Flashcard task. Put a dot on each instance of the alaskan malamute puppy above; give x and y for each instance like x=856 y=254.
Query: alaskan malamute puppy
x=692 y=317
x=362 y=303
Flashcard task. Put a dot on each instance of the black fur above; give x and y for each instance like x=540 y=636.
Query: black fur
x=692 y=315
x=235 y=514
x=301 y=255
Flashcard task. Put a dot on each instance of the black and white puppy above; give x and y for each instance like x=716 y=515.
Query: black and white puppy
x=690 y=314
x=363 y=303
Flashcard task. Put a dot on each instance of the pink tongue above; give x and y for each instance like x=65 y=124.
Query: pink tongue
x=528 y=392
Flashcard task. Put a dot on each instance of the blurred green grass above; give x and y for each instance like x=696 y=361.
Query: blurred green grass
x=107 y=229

________________________________________

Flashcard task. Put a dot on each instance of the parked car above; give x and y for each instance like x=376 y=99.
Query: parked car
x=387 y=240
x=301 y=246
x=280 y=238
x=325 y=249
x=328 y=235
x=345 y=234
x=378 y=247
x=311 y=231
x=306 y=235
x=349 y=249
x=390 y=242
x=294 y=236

________________________________________

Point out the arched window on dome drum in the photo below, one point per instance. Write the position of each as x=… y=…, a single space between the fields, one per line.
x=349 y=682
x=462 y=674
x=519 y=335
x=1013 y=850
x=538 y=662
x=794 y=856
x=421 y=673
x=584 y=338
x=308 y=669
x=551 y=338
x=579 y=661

________________________________________

Everything from the line containing "Query: alaskan malamute puppy" through the line containing "Flashcard task. Put a dot on each instance of the blurred" in the material above should be retyped exactly, both ends included, and nothing more.

Query: alaskan malamute puppy
x=692 y=317
x=362 y=303
Flashcard task. Put a dot on each instance of the black fur above; give x and y for each instance like x=540 y=636.
Query: black fur
x=692 y=315
x=235 y=514
x=301 y=255
Flashcard task. Put a dot on each instance of the black and white puppy above; give x and y for each instance like x=716 y=515.
Query: black and white puppy
x=690 y=314
x=363 y=303
Flashcard task. Put a dot on each instance of the pink tongue above; give x and y for each instance like x=65 y=124.
Query: pink tongue
x=528 y=392
Flashcard task. Put a dot on each instance of the blurred green grass above; give x and y for each instance like x=696 y=361.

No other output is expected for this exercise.